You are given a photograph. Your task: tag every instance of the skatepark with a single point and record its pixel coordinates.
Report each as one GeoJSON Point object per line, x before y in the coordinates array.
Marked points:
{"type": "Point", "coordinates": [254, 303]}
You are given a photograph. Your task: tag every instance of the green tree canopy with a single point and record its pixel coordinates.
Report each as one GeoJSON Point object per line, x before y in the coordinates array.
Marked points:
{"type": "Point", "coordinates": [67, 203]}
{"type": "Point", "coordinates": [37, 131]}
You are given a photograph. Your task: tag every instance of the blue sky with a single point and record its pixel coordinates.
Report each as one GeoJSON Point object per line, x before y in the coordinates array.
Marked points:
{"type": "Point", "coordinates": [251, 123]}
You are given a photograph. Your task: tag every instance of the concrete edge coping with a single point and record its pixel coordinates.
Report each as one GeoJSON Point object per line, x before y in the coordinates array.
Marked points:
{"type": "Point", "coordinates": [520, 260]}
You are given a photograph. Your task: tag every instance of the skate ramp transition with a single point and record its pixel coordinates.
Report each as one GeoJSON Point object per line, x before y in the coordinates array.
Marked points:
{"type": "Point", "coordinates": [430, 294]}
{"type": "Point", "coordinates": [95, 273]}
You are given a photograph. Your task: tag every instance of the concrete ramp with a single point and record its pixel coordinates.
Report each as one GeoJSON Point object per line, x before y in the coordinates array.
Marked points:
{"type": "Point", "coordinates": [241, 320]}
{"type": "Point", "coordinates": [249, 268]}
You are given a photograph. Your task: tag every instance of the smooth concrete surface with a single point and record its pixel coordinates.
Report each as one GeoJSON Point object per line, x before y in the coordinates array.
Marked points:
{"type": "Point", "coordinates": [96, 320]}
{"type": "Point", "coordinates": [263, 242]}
***
Set exercise: Reproduce all of the data above line for line, without changing a single character or the order of the lines.

Task answer:
You are given a photograph. Your task: tag every instance of the skatepark with a single point and record its pixel coordinates.
Report each as one GeoJSON Point object per line, x before y in the coordinates array.
Marked points:
{"type": "Point", "coordinates": [254, 303]}
You are given a photograph. Your task: tag every instance of the green tree canopy with a single point and record its pixel coordinates.
Report each as one GeoJSON Point object per line, x before y in the coordinates array.
Marked points:
{"type": "Point", "coordinates": [67, 203]}
{"type": "Point", "coordinates": [37, 131]}
You are given a photograph. Your task: tag every instance of the blue sky with a single point and record its pixel coordinates.
Report each as one GeoJSON Point object per line, x before y in the coordinates array.
Marked points:
{"type": "Point", "coordinates": [251, 123]}
You are given a photograph. Your task: tag every instance of the concrete edge coping with a single point and record its pixel coordinates.
Report each as one GeoJSON Point object per line, x before y in the coordinates array.
Marked points:
{"type": "Point", "coordinates": [520, 260]}
You are given a photograph. Your task: tag every instance of the skate ramp transition with a single point and record its pixel coordinates.
Report each as one GeoJSON Point object per line, x before y in the coordinates array.
Marked points:
{"type": "Point", "coordinates": [430, 294]}
{"type": "Point", "coordinates": [95, 273]}
You are given a photograph. Your task: tag every instance of the concrete ramp with a single point and record its pixel coordinates.
Report each as one GeoJSON Point object per line, x before y in the coordinates array.
Marked points:
{"type": "Point", "coordinates": [241, 320]}
{"type": "Point", "coordinates": [249, 268]}
You are given a photograph. Your task: tag every instance of the smooth concrete surface with a single point and record its pixel coordinates.
Report each as one GeoJSON Point object per line, x before y in the coordinates array.
Marked points:
{"type": "Point", "coordinates": [96, 320]}
{"type": "Point", "coordinates": [263, 242]}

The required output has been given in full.